Extracted data entries:
○ ○ ○
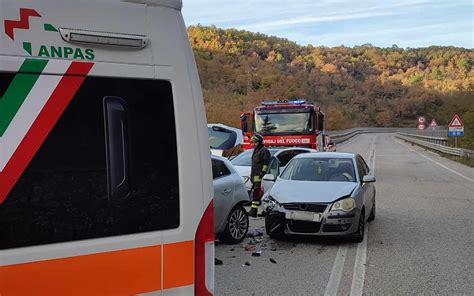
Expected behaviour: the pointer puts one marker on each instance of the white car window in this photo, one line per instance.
(219, 169)
(320, 169)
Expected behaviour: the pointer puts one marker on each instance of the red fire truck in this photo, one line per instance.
(285, 124)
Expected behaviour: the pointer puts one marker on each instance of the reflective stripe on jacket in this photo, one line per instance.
(260, 160)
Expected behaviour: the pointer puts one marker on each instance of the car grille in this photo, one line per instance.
(336, 228)
(304, 226)
(307, 207)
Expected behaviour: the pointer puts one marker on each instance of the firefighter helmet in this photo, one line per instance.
(257, 138)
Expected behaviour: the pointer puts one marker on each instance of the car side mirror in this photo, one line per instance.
(368, 179)
(269, 177)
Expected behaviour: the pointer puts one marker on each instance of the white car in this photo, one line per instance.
(280, 157)
(325, 193)
(231, 221)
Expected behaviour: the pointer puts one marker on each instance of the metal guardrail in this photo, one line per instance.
(437, 141)
(342, 136)
(430, 142)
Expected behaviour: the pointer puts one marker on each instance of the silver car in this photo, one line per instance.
(324, 193)
(231, 221)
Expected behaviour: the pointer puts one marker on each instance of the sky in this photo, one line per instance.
(382, 23)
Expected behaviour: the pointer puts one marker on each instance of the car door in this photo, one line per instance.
(365, 187)
(370, 186)
(223, 192)
(273, 169)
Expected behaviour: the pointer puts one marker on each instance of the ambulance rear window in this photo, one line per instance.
(78, 187)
○ ○ ○
Format the lines from the one containing "guardrail in this photo, one line per instance." through the end of the data as a JSON list of strings, one string per line, omitting blank lines.

Exercise answer:
[
  "Expected behaviour: the pointer puts one marker on each instance of the metal guardrail in this photo, one line per instance.",
  "(437, 141)",
  "(342, 136)",
  "(430, 142)",
  "Expected behaviour: the pointer puts one marker on each instance of the silver car in this photo, one line per instance.",
  "(324, 193)",
  "(231, 221)",
  "Expected behaviour: the pointer puts one marker on each instance of the sky in this photo, one line per instance.",
  "(382, 23)",
  "Expected behaviour: the pointer puts one marker on each instance of the car door in this photo, one line per instance.",
  "(365, 187)",
  "(370, 186)",
  "(223, 192)",
  "(273, 169)",
  "Expected behaviour: the pointer puts one marker on each instance of the ambulance rear window in this photo, one line per instance.",
  "(78, 187)"
]